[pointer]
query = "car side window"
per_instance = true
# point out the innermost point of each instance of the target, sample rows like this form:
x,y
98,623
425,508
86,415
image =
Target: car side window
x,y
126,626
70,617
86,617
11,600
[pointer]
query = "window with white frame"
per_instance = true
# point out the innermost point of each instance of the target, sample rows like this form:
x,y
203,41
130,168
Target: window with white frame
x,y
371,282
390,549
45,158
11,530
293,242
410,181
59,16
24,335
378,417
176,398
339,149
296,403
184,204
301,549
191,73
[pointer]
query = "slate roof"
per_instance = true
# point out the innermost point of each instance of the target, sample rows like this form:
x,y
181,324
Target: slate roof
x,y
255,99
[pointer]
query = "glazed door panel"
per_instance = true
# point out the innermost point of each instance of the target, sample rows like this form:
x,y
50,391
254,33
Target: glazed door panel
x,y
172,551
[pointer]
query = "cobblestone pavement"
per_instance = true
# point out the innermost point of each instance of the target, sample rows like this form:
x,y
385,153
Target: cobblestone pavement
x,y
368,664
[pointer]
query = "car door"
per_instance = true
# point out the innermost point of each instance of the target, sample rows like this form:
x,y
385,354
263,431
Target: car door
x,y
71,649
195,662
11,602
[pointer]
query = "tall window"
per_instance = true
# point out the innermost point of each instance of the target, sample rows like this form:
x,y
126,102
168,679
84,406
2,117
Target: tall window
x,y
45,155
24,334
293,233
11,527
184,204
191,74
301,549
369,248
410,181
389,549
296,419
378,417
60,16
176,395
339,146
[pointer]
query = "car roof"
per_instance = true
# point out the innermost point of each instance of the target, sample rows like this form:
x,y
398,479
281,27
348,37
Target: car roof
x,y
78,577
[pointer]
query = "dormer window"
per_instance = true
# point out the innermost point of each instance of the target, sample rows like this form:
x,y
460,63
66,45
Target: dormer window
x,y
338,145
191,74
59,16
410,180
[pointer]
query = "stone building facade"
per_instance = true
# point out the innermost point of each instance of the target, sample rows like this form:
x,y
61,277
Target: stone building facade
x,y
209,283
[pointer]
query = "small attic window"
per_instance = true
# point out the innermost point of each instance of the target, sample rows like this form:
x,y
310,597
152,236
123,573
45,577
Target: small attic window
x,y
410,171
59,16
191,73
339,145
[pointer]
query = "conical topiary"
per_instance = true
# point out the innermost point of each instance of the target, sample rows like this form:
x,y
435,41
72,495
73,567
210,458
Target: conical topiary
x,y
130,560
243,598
★ ★ ★ ★ ★ ★ ★
◆ **Exercise requirements**: Give an exact copy of all the data shown above.

◆ **Answer to the task**:
[pointer]
query = "car side window"
per_instance = true
# point out the innermost point of each instance of the target, sample rows like this form:
x,y
98,623
425,508
86,415
image =
Target: car side window
x,y
126,626
70,617
86,617
11,600
[pointer]
query = "window with white frame"
per_instance = true
# point out the innermost point of each instance of the target, sample rows like this form:
x,y
203,41
130,168
Target: window with white frame
x,y
371,282
390,549
45,158
11,530
293,242
410,181
59,16
24,335
378,417
176,398
339,149
296,403
184,204
301,549
191,73
[pointer]
query = "slate roof"
per_instance = true
# point out the innermost point of each instance of the target, sample rows like this form:
x,y
181,324
Target: slate roof
x,y
255,99
[pointer]
query = "glazed door panel"
per_instance = true
# point out the innermost point of each instance of the target, sample rows like this form:
x,y
50,391
254,33
Target: glazed door panel
x,y
172,551
[pointer]
query = "cobblestone pavement"
per_instance = true
# point out the innermost point of each instance of the target, sample rows like this form:
x,y
385,153
Target: cobblestone pavement
x,y
368,664
[pointer]
query = "car door"
per_instance = true
# point out the innermost point of each instance of the target, sample rows like this form:
x,y
385,354
263,431
Target: car door
x,y
71,649
195,662
11,602
[pointer]
query = "tall window"
per_instance = true
# point out the innermost point of each instance of the target, sample rows like this form:
x,y
126,102
168,679
84,406
2,117
Target: tall window
x,y
45,155
24,334
293,233
11,527
184,204
191,74
301,549
369,248
410,181
389,549
296,419
378,417
60,16
176,395
339,146
[pointer]
query = "car roof"
per_instance = true
# point out the innermost point of each instance of the target, sample rows like this form:
x,y
398,479
281,27
348,37
Target: car roof
x,y
78,577
[pointer]
query = "dormer window"
per_instance = true
# point out the innermost point of each instance of the target, sample rows like this form:
x,y
460,63
66,45
Target: dormer window
x,y
338,145
191,74
59,16
410,180
[pointer]
query = "stone building facade"
per_instance = true
# point out the innermost point of each instance of the target, sample rows like this form:
x,y
61,277
Target: stone building facade
x,y
209,283
[pointer]
query = "small attic window"
per_instance = true
# point out the innermost point of each instance of the target, sample rows like this form:
x,y
310,597
152,236
123,573
45,577
Target: small attic window
x,y
410,171
59,16
191,73
339,145
[pointer]
query = "conical topiary"
per_instance = true
# point out the innermost point of each instance of the target, sample rows like this form:
x,y
435,41
72,495
73,567
210,458
Target: conical topiary
x,y
130,560
243,598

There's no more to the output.